-- BEGIN LISTED ENTRIES --

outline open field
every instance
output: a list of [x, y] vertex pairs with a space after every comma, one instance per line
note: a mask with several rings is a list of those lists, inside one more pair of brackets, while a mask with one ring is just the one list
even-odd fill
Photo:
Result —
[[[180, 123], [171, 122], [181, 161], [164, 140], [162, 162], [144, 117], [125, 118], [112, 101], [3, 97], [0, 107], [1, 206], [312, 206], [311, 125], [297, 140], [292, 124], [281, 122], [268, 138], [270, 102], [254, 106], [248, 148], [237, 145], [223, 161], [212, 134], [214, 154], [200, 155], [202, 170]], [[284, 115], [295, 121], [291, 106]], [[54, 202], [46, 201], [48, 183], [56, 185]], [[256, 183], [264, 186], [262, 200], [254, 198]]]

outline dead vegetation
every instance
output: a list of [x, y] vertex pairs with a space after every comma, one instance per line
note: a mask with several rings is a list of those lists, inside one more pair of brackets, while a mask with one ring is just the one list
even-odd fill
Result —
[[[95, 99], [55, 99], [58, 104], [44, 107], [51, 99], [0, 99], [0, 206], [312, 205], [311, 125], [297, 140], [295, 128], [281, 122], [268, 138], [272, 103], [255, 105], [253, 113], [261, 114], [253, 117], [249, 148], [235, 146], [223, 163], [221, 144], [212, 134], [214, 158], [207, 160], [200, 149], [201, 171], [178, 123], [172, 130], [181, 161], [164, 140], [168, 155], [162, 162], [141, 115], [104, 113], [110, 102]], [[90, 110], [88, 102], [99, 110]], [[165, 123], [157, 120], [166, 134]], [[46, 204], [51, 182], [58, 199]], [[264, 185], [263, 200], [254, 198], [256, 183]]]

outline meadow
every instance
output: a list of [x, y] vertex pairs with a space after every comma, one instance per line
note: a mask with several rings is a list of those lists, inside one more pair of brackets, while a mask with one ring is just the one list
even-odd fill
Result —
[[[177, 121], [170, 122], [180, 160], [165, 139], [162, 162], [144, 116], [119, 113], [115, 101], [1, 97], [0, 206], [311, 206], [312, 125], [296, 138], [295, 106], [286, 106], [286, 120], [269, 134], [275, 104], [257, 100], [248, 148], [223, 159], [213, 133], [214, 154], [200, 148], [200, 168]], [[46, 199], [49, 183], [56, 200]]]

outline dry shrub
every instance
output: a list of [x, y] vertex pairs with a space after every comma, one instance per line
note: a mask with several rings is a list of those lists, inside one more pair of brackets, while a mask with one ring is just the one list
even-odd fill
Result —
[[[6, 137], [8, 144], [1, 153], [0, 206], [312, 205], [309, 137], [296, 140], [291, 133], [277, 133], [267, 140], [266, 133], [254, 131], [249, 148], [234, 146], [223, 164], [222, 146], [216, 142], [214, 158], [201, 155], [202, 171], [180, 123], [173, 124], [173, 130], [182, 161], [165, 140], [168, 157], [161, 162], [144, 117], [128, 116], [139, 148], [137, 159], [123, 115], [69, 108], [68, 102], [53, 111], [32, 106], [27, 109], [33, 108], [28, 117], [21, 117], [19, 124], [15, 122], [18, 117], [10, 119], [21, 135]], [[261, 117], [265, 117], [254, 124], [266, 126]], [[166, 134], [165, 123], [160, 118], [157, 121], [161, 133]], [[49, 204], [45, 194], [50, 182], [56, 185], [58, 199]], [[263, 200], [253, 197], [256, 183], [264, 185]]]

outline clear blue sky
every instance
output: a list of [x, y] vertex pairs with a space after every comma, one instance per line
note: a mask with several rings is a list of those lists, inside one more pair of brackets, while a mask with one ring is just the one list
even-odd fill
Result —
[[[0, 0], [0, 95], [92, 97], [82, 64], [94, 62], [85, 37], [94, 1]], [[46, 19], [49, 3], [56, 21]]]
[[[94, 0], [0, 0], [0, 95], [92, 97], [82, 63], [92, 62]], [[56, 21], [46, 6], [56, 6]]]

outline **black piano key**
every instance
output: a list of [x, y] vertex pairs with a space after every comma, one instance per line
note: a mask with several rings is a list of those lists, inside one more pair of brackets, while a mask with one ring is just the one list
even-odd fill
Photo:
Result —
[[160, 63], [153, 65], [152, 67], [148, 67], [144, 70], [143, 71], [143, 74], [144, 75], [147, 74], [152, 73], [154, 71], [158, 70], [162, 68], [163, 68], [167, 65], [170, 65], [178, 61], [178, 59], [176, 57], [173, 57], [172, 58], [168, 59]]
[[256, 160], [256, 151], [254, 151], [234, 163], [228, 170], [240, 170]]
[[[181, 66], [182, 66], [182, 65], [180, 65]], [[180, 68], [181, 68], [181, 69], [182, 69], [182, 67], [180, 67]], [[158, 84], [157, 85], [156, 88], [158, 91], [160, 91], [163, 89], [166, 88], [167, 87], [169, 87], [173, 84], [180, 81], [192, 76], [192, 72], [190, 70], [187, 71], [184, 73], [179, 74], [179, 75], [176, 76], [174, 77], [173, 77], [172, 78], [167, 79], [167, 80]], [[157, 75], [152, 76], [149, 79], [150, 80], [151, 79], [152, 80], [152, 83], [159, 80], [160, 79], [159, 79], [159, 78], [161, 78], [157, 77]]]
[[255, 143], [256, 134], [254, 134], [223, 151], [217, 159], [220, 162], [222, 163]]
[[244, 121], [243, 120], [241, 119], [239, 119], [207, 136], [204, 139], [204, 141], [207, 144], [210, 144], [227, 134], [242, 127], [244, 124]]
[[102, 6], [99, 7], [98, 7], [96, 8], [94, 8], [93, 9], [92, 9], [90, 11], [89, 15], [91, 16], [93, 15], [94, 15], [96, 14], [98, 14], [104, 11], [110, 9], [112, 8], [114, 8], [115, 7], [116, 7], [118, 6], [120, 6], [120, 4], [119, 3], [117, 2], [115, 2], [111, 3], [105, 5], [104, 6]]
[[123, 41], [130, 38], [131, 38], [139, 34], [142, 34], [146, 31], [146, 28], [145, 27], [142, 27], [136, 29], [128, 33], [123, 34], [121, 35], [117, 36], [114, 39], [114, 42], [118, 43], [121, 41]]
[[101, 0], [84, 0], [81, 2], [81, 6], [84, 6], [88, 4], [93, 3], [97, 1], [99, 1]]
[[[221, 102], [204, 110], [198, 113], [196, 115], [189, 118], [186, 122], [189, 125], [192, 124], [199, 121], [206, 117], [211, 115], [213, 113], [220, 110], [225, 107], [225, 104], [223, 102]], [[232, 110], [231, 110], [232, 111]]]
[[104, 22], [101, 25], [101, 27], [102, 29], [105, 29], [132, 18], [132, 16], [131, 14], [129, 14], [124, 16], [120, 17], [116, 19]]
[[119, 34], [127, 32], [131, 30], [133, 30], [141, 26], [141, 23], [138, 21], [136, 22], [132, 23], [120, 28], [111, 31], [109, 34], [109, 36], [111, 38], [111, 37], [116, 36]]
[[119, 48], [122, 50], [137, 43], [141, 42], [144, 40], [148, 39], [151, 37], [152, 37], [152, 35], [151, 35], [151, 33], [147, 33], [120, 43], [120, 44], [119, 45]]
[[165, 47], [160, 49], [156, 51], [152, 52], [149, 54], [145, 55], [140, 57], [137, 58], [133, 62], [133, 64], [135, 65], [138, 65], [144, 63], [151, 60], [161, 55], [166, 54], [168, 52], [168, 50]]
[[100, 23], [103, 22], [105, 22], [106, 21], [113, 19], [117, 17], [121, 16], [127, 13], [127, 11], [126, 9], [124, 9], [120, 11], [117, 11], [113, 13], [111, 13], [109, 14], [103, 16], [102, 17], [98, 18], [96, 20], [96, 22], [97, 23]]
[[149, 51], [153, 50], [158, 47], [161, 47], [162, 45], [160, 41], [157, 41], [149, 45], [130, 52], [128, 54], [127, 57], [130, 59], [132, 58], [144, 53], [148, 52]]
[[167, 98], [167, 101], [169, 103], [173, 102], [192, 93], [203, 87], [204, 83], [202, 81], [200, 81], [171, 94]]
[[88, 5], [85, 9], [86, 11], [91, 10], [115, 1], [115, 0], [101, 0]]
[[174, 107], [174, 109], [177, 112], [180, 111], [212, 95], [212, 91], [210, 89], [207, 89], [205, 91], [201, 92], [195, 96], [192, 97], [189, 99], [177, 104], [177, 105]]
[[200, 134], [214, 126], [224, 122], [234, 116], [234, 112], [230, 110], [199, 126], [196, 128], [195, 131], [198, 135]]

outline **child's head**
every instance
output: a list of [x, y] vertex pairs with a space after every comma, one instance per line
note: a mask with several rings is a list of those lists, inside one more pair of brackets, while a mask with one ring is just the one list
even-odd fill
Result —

-- END LISTED ENTRIES --

> [EXERCISE]:
Copy the lines starting with the one containing "outline meadow" and ending with the one containing "183], [264, 185]]]", reproducing them precisely.

> [WRITTEN RESPONSE]:
outline meadow
every instance
output: a list of [x, y] vertex pairs with a space after every comma, one instance per line
note: a mask with several rings is a list of those lists, inside one more pair of brackets, while a mask with one ring is just the one list
even-odd fill
Result —
[[[177, 121], [170, 122], [180, 160], [165, 139], [162, 162], [144, 116], [119, 113], [115, 101], [1, 97], [0, 206], [311, 206], [312, 125], [296, 138], [295, 106], [286, 106], [286, 120], [269, 134], [275, 104], [257, 100], [248, 148], [223, 159], [213, 133], [214, 154], [200, 148], [200, 168]], [[46, 199], [49, 183], [56, 200]]]

outline dry shrub
every instance
output: a list of [x, y] vertex pairs with a space after every comma, one instance per line
note: a mask with several rings is a list of those lists, inside one more pair of brackets, while a mask with one ring is just the one list
even-odd fill
Result —
[[[6, 137], [8, 144], [1, 153], [0, 206], [312, 205], [309, 137], [296, 140], [291, 133], [277, 133], [267, 140], [266, 133], [254, 131], [249, 148], [234, 146], [223, 164], [222, 146], [216, 142], [214, 158], [201, 155], [202, 171], [180, 123], [173, 124], [173, 130], [182, 161], [165, 140], [168, 157], [161, 162], [144, 117], [128, 116], [139, 148], [137, 159], [123, 115], [69, 108], [68, 102], [53, 111], [32, 106], [27, 109], [33, 108], [28, 117], [21, 117], [19, 124], [15, 122], [18, 117], [10, 119], [21, 135]], [[261, 117], [265, 117], [254, 124], [266, 126]], [[166, 134], [165, 123], [160, 118], [157, 121], [161, 133]], [[49, 204], [45, 194], [50, 182], [56, 185], [58, 199]], [[263, 200], [253, 197], [256, 183], [264, 185]]]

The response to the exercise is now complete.